Aim of the exercise: Repeat the lines of the listing below exactly, starting at the line that contains "negative clicks: (21, 13) (33, 15)" and running through the last line, both included, and only those.

*** Data records Section Begins ***

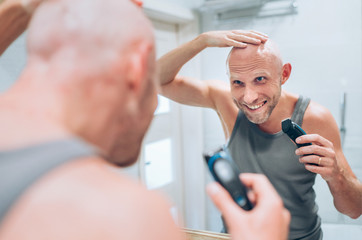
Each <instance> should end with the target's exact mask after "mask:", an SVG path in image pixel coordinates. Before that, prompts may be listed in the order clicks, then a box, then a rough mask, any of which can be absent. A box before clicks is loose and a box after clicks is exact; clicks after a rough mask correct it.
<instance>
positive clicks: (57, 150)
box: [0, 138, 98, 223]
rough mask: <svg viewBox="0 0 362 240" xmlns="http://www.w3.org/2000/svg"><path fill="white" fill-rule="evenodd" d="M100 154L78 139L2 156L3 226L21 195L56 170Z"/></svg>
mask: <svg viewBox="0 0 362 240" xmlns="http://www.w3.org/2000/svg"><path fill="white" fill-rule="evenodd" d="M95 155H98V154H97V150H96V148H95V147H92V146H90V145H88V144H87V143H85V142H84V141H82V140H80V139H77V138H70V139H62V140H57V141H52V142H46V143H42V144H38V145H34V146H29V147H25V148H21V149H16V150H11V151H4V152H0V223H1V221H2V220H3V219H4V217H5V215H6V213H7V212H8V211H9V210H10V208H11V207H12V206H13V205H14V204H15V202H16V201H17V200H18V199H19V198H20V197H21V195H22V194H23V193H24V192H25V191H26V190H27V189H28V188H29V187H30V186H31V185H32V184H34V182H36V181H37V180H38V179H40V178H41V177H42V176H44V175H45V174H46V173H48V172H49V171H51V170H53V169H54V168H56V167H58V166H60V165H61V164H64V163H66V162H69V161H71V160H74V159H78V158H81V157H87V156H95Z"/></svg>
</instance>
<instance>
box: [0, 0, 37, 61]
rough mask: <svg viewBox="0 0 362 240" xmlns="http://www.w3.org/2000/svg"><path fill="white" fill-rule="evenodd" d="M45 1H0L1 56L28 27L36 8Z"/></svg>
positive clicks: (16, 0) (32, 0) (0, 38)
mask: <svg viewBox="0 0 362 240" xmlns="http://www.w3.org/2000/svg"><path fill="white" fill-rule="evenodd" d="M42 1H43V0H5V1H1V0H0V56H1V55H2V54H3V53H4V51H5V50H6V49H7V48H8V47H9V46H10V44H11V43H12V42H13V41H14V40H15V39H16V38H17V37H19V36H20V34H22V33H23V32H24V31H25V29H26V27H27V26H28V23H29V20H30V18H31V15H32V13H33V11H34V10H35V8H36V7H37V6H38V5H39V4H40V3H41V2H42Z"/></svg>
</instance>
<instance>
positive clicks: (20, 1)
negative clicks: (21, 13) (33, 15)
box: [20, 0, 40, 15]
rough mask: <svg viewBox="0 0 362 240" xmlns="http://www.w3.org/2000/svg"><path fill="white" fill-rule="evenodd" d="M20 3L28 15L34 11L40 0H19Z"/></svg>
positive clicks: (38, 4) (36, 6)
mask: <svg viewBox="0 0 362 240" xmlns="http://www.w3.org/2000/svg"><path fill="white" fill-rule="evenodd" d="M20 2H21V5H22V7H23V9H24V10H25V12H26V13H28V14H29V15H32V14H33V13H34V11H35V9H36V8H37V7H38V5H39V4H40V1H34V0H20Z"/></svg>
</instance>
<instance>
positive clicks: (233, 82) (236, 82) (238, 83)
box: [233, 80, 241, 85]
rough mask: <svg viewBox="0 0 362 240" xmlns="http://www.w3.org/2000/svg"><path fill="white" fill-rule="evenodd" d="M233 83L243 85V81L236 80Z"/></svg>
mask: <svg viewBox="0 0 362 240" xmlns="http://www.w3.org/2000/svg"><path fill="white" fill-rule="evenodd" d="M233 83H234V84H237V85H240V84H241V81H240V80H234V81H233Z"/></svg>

*** Data records Section Ends ***

Task result:
negative clicks: (21, 13) (33, 15)
box: [20, 0, 40, 15]
rough mask: <svg viewBox="0 0 362 240" xmlns="http://www.w3.org/2000/svg"><path fill="white" fill-rule="evenodd" d="M20 3L28 15L34 11L40 0H19Z"/></svg>
positive clicks: (38, 4) (36, 6)
mask: <svg viewBox="0 0 362 240" xmlns="http://www.w3.org/2000/svg"><path fill="white" fill-rule="evenodd" d="M20 2H21V5H22V7H23V9H24V10H25V12H26V13H28V14H29V15H32V14H33V13H34V11H35V9H36V8H37V7H38V5H39V4H40V1H34V0H20Z"/></svg>
</instance>
<instance>
positive clicks: (233, 82) (236, 82) (238, 83)
box: [233, 80, 241, 85]
rough mask: <svg viewBox="0 0 362 240" xmlns="http://www.w3.org/2000/svg"><path fill="white" fill-rule="evenodd" d="M233 83L243 85V81L236 80Z"/></svg>
mask: <svg viewBox="0 0 362 240" xmlns="http://www.w3.org/2000/svg"><path fill="white" fill-rule="evenodd" d="M233 83H234V84H237V85H240V84H241V81H240V80H234V81H233Z"/></svg>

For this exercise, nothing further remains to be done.